§ The task
Line by line, please look for the word "below" in the following records, then copy each line you find it in.

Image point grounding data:
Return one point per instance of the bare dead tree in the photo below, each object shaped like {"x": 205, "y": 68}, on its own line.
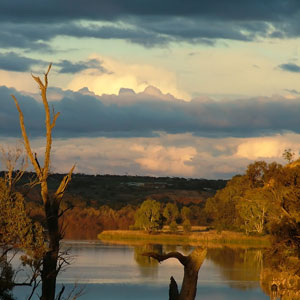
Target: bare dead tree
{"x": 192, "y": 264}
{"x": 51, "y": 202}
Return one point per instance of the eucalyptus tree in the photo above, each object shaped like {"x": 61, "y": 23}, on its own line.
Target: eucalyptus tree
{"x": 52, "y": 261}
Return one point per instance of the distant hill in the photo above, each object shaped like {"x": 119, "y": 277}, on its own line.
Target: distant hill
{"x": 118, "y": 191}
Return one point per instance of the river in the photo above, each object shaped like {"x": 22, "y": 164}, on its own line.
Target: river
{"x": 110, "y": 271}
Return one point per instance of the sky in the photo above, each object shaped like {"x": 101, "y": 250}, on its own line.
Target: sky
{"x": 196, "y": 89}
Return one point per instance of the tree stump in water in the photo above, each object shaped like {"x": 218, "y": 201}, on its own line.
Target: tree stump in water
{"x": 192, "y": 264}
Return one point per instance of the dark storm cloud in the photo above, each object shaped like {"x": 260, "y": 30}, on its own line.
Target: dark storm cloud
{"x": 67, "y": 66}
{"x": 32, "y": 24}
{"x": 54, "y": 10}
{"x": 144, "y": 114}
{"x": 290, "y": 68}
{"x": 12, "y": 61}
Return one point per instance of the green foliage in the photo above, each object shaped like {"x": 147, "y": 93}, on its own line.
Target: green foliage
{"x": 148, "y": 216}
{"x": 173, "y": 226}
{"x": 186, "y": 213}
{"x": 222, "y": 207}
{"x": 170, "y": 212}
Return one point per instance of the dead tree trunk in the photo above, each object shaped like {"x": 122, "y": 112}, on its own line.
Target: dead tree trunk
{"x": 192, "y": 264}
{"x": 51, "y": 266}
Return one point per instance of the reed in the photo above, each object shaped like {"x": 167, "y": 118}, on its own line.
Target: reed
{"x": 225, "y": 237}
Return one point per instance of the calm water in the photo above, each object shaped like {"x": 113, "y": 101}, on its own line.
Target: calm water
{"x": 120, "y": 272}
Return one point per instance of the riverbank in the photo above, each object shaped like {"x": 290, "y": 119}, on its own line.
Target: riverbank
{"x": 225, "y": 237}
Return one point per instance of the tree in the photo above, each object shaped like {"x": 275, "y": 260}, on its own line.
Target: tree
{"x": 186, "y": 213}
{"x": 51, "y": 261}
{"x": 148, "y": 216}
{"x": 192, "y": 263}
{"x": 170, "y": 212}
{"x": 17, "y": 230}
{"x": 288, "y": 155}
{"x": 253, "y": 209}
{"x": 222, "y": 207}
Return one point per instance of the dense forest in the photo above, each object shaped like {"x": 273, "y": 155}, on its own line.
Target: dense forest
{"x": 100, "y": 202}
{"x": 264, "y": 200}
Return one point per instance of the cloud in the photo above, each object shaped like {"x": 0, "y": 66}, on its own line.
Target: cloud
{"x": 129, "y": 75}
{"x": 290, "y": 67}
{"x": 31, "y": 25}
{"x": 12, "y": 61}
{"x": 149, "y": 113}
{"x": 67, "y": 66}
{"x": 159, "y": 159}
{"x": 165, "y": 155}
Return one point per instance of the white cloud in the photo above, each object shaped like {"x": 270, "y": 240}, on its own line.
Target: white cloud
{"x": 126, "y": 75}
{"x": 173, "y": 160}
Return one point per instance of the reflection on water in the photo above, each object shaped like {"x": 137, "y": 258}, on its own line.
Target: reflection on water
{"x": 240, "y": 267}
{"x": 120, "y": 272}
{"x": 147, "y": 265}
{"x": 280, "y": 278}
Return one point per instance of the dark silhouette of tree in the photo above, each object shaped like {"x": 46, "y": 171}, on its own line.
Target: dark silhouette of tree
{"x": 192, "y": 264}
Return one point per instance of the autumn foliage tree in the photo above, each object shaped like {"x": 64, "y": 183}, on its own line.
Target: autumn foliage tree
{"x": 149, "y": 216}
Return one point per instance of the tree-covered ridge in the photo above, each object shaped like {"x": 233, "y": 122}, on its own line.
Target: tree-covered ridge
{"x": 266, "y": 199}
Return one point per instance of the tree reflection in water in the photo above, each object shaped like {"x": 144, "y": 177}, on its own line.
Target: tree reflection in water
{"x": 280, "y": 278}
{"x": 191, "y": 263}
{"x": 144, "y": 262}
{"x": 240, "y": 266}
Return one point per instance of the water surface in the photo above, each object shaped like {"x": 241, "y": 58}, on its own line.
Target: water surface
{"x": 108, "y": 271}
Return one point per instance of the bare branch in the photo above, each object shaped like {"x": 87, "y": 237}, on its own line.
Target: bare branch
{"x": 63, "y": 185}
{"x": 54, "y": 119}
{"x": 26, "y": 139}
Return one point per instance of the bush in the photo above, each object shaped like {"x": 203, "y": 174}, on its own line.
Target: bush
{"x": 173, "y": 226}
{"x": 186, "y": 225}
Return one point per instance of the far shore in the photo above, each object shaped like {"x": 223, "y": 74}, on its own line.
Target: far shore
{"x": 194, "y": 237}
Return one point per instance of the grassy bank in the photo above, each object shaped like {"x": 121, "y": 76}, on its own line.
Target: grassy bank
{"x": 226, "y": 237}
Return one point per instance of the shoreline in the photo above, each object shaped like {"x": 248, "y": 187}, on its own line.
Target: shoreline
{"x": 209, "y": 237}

---

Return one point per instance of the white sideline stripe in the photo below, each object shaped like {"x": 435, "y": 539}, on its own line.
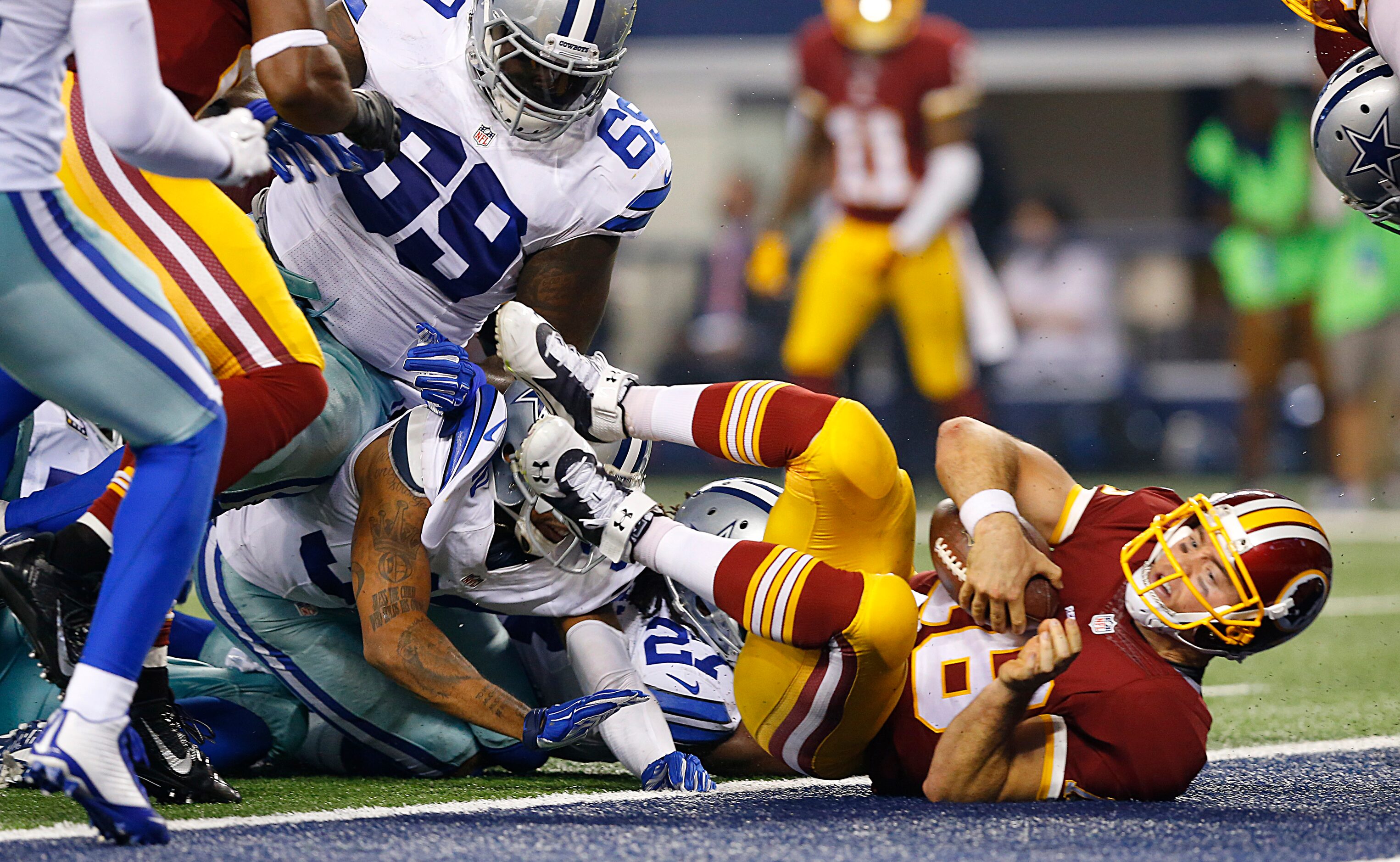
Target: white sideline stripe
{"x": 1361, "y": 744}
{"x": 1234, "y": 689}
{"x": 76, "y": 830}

§ Reply
Return one point per instance of the bare dead tree in the photo below, each object shaped like {"x": 205, "y": 68}, on its own line.
Return one point per instance of the white sideline stripe in the photo below, each object shaped like {"x": 435, "y": 539}, on its own line.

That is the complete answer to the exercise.